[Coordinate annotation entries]
START

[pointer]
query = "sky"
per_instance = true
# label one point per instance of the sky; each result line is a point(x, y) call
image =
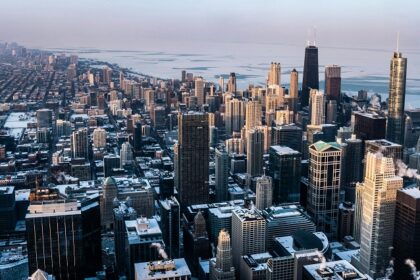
point(151, 24)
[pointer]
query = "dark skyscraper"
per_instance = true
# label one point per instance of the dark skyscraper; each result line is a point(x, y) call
point(310, 73)
point(333, 82)
point(397, 78)
point(64, 238)
point(123, 212)
point(170, 225)
point(285, 168)
point(191, 159)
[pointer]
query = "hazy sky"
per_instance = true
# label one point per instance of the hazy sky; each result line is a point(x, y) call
point(135, 24)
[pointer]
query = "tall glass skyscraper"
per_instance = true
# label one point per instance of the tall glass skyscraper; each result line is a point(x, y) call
point(397, 79)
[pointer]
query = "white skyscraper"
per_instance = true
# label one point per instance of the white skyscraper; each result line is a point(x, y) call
point(376, 200)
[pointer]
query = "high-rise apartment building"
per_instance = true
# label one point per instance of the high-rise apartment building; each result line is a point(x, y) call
point(234, 115)
point(99, 137)
point(253, 115)
point(170, 225)
point(109, 193)
point(126, 154)
point(333, 82)
point(324, 185)
point(222, 268)
point(79, 144)
point(285, 169)
point(44, 118)
point(231, 86)
point(64, 237)
point(264, 192)
point(274, 75)
point(317, 107)
point(192, 158)
point(222, 174)
point(310, 73)
point(199, 91)
point(375, 213)
point(255, 152)
point(248, 228)
point(407, 233)
point(397, 80)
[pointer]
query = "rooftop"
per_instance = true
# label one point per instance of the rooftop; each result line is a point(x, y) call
point(142, 230)
point(284, 150)
point(162, 269)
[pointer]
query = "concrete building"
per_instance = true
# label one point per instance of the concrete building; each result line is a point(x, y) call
point(221, 267)
point(248, 228)
point(375, 204)
point(192, 159)
point(285, 169)
point(176, 269)
point(324, 185)
point(396, 103)
point(264, 192)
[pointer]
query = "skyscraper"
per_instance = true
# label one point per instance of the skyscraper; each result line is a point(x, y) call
point(324, 185)
point(397, 79)
point(99, 137)
point(264, 192)
point(199, 91)
point(126, 154)
point(234, 115)
point(255, 152)
point(310, 73)
point(110, 162)
point(222, 174)
point(407, 235)
point(253, 115)
point(170, 225)
point(317, 107)
point(285, 169)
point(248, 228)
point(333, 82)
point(231, 87)
point(122, 212)
point(274, 75)
point(44, 118)
point(137, 135)
point(109, 194)
point(191, 158)
point(222, 268)
point(64, 238)
point(376, 201)
point(294, 91)
point(79, 144)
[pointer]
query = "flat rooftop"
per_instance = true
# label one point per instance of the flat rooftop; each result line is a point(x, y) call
point(145, 271)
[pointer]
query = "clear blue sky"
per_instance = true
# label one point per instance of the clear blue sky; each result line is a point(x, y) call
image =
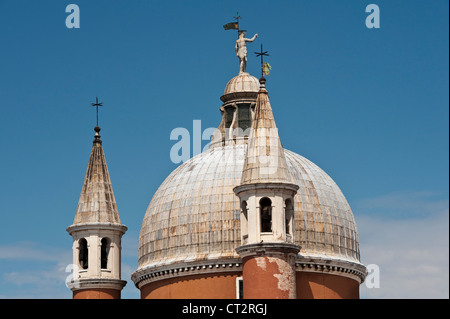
point(369, 106)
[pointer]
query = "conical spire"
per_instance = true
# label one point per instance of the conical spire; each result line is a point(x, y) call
point(265, 161)
point(97, 203)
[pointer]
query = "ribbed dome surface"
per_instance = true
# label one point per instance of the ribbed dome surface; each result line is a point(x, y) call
point(194, 215)
point(243, 82)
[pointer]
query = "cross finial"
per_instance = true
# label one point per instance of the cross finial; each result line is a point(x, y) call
point(96, 104)
point(262, 54)
point(237, 17)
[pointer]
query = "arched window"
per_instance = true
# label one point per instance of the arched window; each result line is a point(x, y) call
point(104, 253)
point(265, 206)
point(289, 215)
point(244, 220)
point(83, 253)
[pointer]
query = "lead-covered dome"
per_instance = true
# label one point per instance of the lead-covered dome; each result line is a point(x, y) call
point(194, 215)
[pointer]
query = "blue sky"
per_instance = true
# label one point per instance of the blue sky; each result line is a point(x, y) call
point(369, 106)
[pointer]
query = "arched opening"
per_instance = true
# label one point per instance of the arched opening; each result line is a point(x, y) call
point(288, 215)
point(244, 221)
point(265, 207)
point(104, 253)
point(83, 253)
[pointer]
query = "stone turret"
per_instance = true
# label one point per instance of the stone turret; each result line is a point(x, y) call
point(97, 232)
point(266, 194)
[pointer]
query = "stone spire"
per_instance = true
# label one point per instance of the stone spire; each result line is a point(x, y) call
point(265, 161)
point(97, 233)
point(97, 203)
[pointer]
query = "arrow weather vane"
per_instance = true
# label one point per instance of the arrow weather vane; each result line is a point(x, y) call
point(96, 104)
point(262, 54)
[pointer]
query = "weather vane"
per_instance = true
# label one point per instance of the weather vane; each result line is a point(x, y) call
point(234, 25)
point(265, 67)
point(96, 104)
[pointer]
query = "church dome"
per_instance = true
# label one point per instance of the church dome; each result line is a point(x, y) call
point(194, 215)
point(242, 84)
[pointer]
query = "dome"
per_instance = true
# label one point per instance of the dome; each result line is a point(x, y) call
point(194, 215)
point(243, 82)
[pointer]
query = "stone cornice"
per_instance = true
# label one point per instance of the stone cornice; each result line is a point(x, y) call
point(343, 268)
point(267, 248)
point(96, 283)
point(96, 226)
point(348, 269)
point(254, 186)
point(144, 276)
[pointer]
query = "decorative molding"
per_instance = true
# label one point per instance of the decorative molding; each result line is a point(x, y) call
point(96, 226)
point(96, 283)
point(144, 276)
point(147, 275)
point(351, 270)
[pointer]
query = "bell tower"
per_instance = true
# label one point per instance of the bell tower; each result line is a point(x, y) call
point(266, 194)
point(97, 232)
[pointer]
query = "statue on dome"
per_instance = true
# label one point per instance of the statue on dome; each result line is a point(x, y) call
point(241, 49)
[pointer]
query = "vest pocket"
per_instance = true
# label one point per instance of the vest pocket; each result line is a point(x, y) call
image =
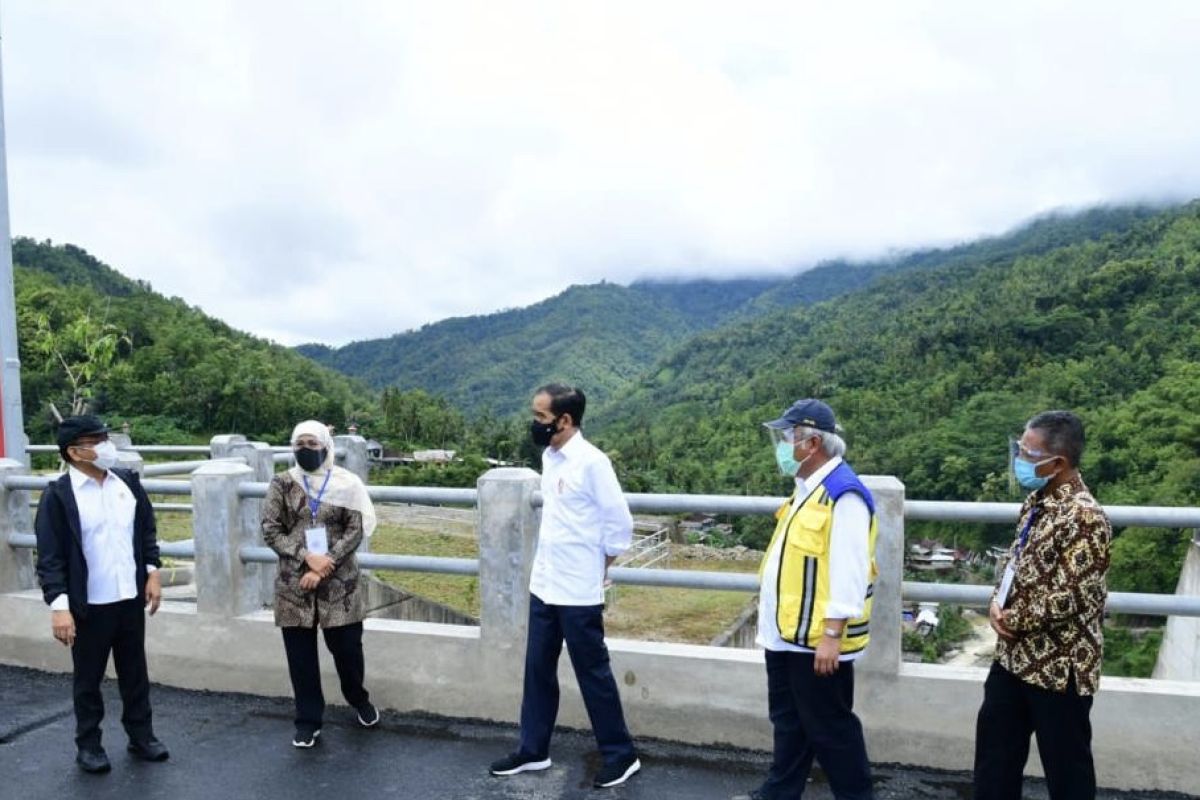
point(808, 531)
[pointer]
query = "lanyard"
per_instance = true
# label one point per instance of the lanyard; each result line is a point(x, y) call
point(1025, 534)
point(315, 503)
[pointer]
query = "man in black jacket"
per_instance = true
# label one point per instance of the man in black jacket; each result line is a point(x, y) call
point(97, 554)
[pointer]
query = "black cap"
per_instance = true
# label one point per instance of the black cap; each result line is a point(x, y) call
point(810, 413)
point(73, 428)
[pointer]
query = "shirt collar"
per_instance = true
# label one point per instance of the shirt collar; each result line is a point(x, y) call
point(79, 479)
point(1061, 495)
point(573, 446)
point(804, 486)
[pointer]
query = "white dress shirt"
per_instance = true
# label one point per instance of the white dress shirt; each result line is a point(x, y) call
point(106, 523)
point(850, 564)
point(585, 519)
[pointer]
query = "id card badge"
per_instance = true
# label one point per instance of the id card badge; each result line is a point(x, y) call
point(317, 540)
point(1006, 585)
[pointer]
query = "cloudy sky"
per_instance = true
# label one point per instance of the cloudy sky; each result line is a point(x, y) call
point(341, 170)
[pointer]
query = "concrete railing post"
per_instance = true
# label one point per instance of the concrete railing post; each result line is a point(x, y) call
point(355, 455)
point(508, 536)
point(261, 459)
point(220, 446)
point(16, 563)
point(883, 651)
point(130, 459)
point(223, 584)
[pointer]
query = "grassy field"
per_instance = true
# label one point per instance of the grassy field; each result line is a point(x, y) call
point(457, 591)
point(647, 613)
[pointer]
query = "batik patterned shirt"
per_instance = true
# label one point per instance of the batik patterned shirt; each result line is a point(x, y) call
point(1056, 602)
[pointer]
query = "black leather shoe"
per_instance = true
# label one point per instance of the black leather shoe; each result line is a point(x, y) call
point(93, 759)
point(149, 750)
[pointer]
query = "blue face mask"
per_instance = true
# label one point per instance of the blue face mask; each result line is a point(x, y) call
point(785, 456)
point(1026, 474)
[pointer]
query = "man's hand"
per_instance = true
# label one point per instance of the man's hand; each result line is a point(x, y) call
point(322, 565)
point(63, 624)
point(996, 617)
point(154, 591)
point(826, 661)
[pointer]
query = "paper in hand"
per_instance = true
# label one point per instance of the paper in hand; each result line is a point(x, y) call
point(317, 540)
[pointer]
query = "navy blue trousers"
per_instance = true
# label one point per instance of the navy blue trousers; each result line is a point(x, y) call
point(304, 667)
point(1011, 711)
point(582, 629)
point(118, 629)
point(814, 717)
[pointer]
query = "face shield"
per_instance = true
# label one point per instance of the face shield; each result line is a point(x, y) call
point(781, 434)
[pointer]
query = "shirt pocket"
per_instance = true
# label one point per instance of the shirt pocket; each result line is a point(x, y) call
point(805, 531)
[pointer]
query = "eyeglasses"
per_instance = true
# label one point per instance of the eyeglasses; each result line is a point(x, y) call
point(784, 434)
point(1017, 450)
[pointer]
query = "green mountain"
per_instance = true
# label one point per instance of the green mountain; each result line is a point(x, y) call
point(600, 336)
point(933, 370)
point(606, 336)
point(1051, 230)
point(89, 332)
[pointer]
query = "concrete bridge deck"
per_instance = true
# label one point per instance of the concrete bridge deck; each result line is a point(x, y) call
point(233, 746)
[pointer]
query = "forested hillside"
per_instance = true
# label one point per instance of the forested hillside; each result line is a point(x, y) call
point(606, 336)
point(600, 336)
point(89, 335)
point(931, 372)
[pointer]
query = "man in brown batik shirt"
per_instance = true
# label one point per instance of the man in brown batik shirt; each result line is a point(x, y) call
point(1048, 611)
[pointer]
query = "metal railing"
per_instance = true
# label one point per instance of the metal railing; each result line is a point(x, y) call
point(916, 510)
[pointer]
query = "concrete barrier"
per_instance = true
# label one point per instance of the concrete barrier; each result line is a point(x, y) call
point(1145, 731)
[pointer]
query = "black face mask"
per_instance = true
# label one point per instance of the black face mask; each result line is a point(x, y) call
point(310, 459)
point(543, 432)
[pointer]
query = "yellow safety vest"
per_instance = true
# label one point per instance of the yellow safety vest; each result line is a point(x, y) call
point(802, 589)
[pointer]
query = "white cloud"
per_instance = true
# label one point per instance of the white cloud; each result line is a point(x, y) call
point(405, 162)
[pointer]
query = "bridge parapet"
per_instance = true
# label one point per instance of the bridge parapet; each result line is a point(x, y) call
point(916, 714)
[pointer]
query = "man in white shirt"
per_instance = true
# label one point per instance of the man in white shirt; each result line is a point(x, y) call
point(814, 608)
point(585, 525)
point(97, 554)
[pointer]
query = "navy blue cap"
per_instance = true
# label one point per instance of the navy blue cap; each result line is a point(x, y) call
point(810, 413)
point(73, 428)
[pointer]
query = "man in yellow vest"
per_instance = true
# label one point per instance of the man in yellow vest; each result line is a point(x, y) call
point(815, 608)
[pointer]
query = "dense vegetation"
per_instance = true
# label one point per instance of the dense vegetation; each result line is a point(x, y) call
point(933, 360)
point(604, 336)
point(931, 371)
point(90, 337)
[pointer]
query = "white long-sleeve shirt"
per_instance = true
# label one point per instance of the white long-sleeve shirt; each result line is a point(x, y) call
point(106, 523)
point(850, 564)
point(585, 519)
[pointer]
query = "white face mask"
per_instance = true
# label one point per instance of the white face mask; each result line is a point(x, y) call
point(106, 456)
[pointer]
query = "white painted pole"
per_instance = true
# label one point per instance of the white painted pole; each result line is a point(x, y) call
point(12, 427)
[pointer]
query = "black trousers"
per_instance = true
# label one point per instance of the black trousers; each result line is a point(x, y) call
point(118, 629)
point(1012, 710)
point(345, 644)
point(582, 629)
point(813, 717)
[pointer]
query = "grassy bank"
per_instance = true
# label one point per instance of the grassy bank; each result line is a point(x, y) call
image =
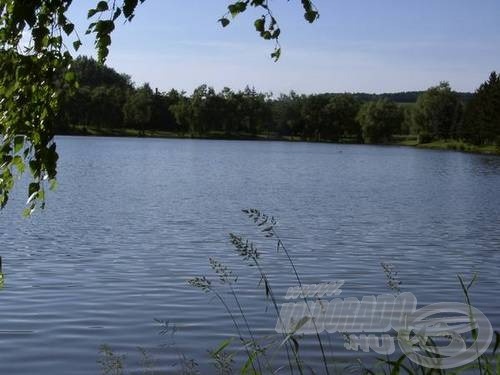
point(398, 140)
point(451, 145)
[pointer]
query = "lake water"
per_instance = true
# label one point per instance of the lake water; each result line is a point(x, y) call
point(133, 219)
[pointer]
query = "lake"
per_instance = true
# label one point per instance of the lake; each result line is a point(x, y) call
point(134, 219)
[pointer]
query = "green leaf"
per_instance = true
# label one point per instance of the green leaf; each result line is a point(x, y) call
point(260, 24)
point(129, 7)
point(311, 16)
point(224, 21)
point(69, 77)
point(102, 6)
point(77, 44)
point(91, 13)
point(18, 143)
point(68, 28)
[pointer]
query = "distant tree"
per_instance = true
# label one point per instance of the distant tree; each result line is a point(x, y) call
point(35, 66)
point(482, 115)
point(287, 114)
point(341, 112)
point(137, 108)
point(380, 120)
point(438, 113)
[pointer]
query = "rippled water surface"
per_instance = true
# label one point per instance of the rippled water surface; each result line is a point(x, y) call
point(133, 219)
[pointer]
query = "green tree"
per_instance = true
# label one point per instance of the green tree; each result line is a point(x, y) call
point(380, 120)
point(342, 111)
point(34, 77)
point(438, 113)
point(482, 114)
point(137, 108)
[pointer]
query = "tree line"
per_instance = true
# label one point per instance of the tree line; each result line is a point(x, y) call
point(106, 99)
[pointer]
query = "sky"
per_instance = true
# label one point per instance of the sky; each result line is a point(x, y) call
point(356, 45)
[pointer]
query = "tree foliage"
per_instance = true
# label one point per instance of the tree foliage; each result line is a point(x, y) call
point(482, 115)
point(438, 113)
point(380, 120)
point(36, 76)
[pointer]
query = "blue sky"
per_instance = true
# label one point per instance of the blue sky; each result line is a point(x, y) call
point(356, 45)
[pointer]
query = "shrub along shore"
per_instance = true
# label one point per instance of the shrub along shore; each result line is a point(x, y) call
point(107, 103)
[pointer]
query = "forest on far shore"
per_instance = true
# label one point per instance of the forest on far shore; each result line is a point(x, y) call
point(106, 99)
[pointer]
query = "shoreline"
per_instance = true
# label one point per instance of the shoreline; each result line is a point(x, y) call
point(406, 141)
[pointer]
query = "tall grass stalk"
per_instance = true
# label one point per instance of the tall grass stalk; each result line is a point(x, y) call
point(268, 226)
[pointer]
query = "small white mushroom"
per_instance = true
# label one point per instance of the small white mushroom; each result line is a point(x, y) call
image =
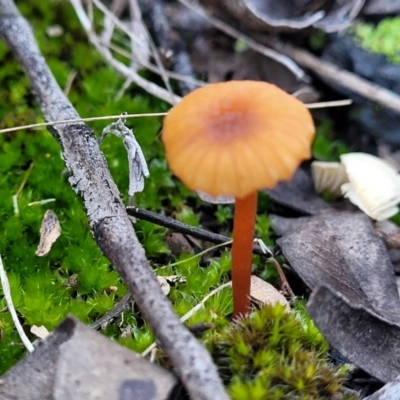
point(374, 185)
point(328, 176)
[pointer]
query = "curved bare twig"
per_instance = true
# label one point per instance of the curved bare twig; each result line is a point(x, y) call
point(108, 220)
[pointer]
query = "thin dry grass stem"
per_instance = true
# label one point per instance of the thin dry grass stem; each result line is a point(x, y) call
point(90, 119)
point(153, 68)
point(104, 51)
point(7, 295)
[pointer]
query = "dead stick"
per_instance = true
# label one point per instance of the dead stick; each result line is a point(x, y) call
point(340, 77)
point(107, 217)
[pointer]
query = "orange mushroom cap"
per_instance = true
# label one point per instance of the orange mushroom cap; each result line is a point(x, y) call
point(236, 137)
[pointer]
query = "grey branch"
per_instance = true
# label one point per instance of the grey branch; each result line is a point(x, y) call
point(108, 220)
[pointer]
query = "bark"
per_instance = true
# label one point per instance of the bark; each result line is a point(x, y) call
point(108, 220)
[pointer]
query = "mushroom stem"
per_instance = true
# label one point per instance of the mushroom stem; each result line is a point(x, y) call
point(242, 251)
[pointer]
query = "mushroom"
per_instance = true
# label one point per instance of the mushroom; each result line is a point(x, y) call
point(374, 185)
point(233, 139)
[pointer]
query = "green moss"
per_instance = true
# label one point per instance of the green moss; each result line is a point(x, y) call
point(273, 354)
point(325, 146)
point(382, 38)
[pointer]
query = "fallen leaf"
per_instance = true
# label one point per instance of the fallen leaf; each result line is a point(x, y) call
point(343, 251)
point(264, 293)
point(363, 337)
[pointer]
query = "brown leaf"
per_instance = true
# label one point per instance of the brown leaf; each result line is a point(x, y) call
point(276, 15)
point(343, 251)
point(299, 195)
point(365, 338)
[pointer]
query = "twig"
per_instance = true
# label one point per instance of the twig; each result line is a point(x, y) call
point(109, 223)
point(199, 306)
point(7, 295)
point(258, 47)
point(20, 188)
point(178, 226)
point(259, 247)
point(123, 69)
point(70, 121)
point(137, 18)
point(191, 312)
point(169, 42)
point(121, 306)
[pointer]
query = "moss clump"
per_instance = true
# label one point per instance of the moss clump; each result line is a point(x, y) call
point(272, 354)
point(383, 38)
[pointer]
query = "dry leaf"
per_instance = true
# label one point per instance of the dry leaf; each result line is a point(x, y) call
point(264, 293)
point(50, 230)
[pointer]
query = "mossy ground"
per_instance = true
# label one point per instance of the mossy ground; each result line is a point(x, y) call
point(75, 278)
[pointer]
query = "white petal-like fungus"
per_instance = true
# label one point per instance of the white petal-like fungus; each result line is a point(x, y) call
point(374, 185)
point(328, 176)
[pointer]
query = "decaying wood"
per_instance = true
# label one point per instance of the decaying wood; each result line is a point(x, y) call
point(108, 220)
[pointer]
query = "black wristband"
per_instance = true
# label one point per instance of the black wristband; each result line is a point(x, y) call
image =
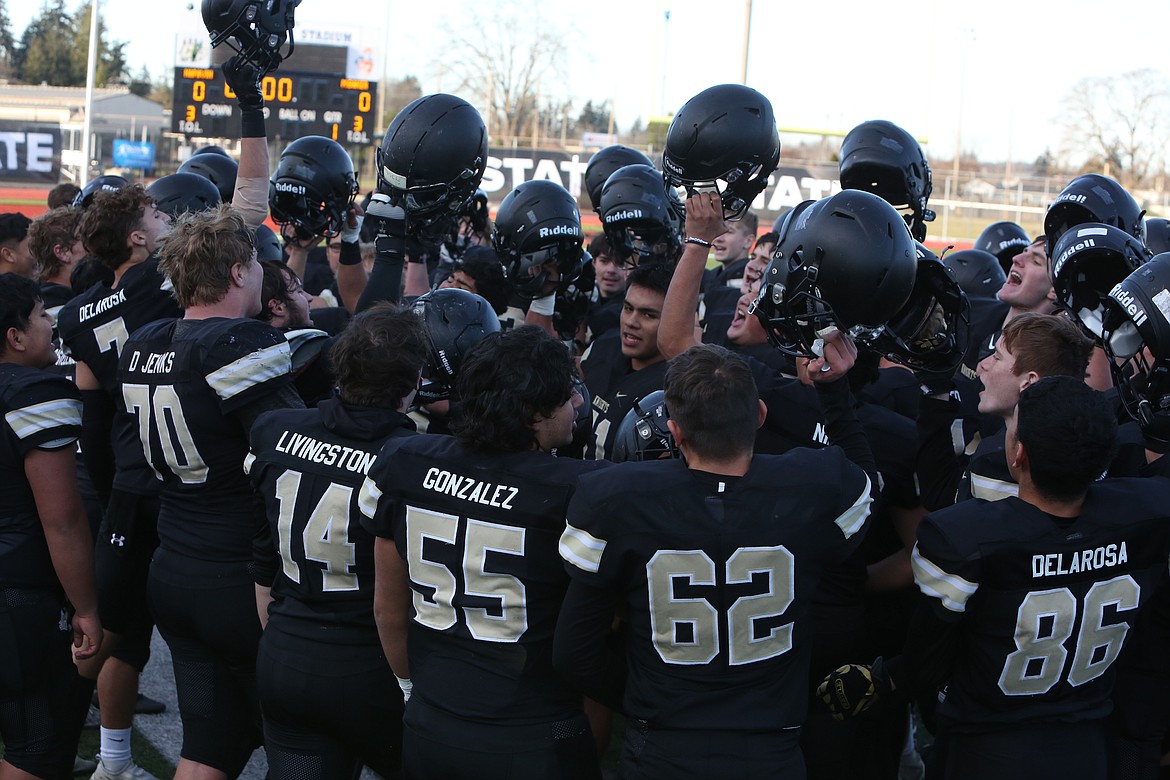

END

Directions: Which lines of the records above contain the word "decaying"? List each one in full, treating uppercase and lowercase as different.

Complete response:
query = "decaying wood"
# label one point per instance of the decaying wood; each result line is a point(x, y) call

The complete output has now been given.